Here’s an old git’s story. Heard from a ‘work study engineer’ on a TUC stewards course in Streatham in 1969. He’d been part of a team sent in to deal with low productivity in the GLC Plumbers Section. To cut it short, they couldn’t find the job tickets because there weren’t any. The level of complaints was so high that the whole workforce had been turned over to dealing with them. They responded to every single one right away. Things looked fine. The London Region is well down the road of the GLC plumbers. Complaints are already our unofficial Priority Number One.
I don’t know how many of us there are. We were once told it was 95 whole time equivalents. I have always been struck by the high motivation of new employees of UNISON. Somewhere, some time, most of us wanted to do a job which would help workers organise. But it is as if someone’s designed a system to make that impossible. Many never have any contact with members’ workplaces. Few of us have that privilege. Many jobs were badly designed long ago. Worse, some new jobs were badly designed last year. Some people’s work just helps the other 99 to tick over. The results are deplorable. The idealism is wasted, belief corroded, motivation ground down. What most want to do, most can’t. And it is all a direct charge on our members’ precious subs.
After a meeting in Merton just before Christmas, I had a CASE form and a wad of papers thrust into my hands without comment. I looked at it that night. It was from a 64-year-old member who was being manipulated into a post she didn’t want. She had to give an immediate answer. I phoned to reassure her that, for four separate reasons, any one of which would have been enough, she could reject the new job without jeopardising her right to redundancy pay. Anyway, I had been called to a meeting in the office next morning, “urgently”, to help sort out a complaint. On the way in, I bumped into a colleague who asked “did you phone my aunt last night?” Without that very rare coincidence, the only evidence of my call would have been a two line e-mail to the branch. The only community through which people can care about each other is the branch. It can’t be a Regional processing machine. I believe that’s where most of our own labour ought to be employed – where every working hour really can build the union.

• [Work to complete]
(a) Decide whether each statement agrees with the UNISON text. Answer yes or no for each, and quote the words of the text that decide it.
(i) The work study team could not find the plumbers' job tickets because none existed.
(ii) The writer told the 64-year-old member that rejecting the new job would put her redundancy pay at risk.
(iii) The writer has always noticed low motivation among new UNISON employees.
(b) Reproduce the UNISON text word for word from "I don’t know" to "members’ precious subs.".

• [Source information]

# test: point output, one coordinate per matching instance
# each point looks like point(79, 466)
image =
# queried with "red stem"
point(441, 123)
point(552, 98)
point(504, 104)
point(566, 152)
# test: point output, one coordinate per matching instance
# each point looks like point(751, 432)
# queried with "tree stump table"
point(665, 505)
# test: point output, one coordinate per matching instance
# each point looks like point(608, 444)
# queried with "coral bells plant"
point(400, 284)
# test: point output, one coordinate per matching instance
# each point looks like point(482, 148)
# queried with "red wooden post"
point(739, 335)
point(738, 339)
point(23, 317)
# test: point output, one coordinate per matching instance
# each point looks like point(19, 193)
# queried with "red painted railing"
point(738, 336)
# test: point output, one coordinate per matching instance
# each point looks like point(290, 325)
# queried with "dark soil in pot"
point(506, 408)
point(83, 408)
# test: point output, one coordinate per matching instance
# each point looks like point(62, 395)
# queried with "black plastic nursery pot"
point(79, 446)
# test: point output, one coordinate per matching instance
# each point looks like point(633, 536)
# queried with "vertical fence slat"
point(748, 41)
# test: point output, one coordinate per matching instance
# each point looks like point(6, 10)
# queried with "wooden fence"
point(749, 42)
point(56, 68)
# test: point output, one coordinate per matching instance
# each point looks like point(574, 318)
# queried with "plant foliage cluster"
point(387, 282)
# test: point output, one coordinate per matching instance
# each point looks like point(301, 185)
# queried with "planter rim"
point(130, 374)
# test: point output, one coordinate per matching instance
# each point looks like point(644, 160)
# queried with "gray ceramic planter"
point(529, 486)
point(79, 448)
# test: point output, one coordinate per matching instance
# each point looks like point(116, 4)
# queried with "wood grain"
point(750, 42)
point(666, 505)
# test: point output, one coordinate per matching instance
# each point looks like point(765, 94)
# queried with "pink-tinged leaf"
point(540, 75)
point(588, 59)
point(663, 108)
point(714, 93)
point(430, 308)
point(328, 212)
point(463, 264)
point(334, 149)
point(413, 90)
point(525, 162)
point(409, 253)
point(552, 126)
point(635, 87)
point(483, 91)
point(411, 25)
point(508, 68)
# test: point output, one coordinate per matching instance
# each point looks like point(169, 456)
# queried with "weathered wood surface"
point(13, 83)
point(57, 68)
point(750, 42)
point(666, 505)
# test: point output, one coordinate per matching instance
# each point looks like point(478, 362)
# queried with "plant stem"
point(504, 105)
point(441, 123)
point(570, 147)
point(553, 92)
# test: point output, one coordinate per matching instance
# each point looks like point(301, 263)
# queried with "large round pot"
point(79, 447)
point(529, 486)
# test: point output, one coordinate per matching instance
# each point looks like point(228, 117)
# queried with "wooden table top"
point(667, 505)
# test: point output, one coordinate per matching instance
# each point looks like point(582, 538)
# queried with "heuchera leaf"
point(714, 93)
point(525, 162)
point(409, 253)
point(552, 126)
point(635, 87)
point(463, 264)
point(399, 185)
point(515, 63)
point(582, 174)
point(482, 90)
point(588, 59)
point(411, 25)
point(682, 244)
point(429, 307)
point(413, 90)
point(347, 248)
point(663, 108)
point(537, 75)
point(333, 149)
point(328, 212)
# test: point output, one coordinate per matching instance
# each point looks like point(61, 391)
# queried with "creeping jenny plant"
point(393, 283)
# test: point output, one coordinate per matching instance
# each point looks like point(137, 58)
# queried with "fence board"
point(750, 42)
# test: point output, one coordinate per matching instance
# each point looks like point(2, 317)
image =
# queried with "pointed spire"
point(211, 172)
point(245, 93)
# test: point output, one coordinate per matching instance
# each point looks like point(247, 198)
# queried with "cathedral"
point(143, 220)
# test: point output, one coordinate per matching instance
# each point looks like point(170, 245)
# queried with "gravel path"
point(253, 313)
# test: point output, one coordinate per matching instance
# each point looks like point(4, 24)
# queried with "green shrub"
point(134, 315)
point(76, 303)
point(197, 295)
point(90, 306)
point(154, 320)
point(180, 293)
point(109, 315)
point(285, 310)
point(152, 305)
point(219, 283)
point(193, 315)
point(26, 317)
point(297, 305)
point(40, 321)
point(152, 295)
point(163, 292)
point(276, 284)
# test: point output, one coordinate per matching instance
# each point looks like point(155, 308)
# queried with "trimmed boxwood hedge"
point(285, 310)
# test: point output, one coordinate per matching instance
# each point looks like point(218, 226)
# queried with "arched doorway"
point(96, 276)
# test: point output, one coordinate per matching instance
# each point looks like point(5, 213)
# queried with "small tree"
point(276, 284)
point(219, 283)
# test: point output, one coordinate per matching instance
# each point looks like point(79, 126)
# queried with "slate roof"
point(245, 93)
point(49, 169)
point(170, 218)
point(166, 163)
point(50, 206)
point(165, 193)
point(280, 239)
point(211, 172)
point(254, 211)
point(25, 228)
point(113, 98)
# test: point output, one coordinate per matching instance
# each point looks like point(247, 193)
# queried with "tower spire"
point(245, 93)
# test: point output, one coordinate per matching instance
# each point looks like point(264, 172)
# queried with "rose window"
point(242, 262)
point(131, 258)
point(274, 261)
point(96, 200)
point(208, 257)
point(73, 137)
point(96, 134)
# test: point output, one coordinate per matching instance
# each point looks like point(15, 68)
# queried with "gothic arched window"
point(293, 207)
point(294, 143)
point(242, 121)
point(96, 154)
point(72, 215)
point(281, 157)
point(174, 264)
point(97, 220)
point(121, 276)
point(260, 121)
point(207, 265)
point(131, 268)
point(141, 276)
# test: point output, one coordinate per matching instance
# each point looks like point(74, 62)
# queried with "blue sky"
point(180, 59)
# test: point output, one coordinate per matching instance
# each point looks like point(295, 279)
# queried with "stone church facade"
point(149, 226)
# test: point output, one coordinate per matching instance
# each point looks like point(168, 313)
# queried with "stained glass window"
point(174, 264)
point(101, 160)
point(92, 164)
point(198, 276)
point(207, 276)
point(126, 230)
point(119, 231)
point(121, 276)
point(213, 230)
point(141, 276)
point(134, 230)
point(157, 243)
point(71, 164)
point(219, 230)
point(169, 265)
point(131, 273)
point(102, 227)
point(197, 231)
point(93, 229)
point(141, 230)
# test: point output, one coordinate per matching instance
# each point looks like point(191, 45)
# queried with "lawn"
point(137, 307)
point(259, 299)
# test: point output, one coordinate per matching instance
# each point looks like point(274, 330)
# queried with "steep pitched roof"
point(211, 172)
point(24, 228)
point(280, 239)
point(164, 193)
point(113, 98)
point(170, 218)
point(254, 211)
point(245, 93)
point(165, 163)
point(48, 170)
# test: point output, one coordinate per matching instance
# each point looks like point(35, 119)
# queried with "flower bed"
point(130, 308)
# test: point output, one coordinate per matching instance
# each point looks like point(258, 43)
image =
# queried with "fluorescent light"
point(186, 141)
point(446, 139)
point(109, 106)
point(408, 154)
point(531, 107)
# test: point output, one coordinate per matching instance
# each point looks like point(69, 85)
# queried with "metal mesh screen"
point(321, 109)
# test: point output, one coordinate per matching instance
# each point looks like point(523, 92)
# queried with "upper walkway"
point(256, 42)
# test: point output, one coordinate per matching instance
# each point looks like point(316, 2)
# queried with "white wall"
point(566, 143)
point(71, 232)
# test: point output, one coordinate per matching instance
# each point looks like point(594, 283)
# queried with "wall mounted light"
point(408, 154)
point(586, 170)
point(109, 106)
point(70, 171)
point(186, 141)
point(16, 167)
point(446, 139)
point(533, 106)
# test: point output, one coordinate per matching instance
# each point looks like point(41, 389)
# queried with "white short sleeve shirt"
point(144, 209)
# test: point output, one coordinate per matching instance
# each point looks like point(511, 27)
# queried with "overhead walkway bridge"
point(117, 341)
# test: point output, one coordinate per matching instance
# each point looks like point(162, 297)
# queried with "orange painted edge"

• [Answers to the exercise]
(a)
(i) Yes: "they couldn’t find the job tickets because there weren’t any."
(ii) No: "she could reject the new job without jeopardising her right to redundancy pay."
(iii) No: "I have always been struck by the high motivation of new employees of UNISON."

(b)
I don’t know how many of us there are. We were once told it was 95 whole time equivalents. I have always been struck by the high motivation of new employees of UNISON. Somewhere, some time, most of us wanted to do a job which would help workers organise. But it is as if someone’s designed a system to make that impossible. Many never have any contact with members’ workplaces. Few of us have that privilege. Many jobs were badly designed long ago. Worse, some new jobs were badly designed last year. Some people’s work just helps the other 99 to tick over. The results are deplorable. The idealism is wasted, belief corroded, motivation ground down. What most want to do, most can’t. And it is all a direct charge on our members’ precious subs.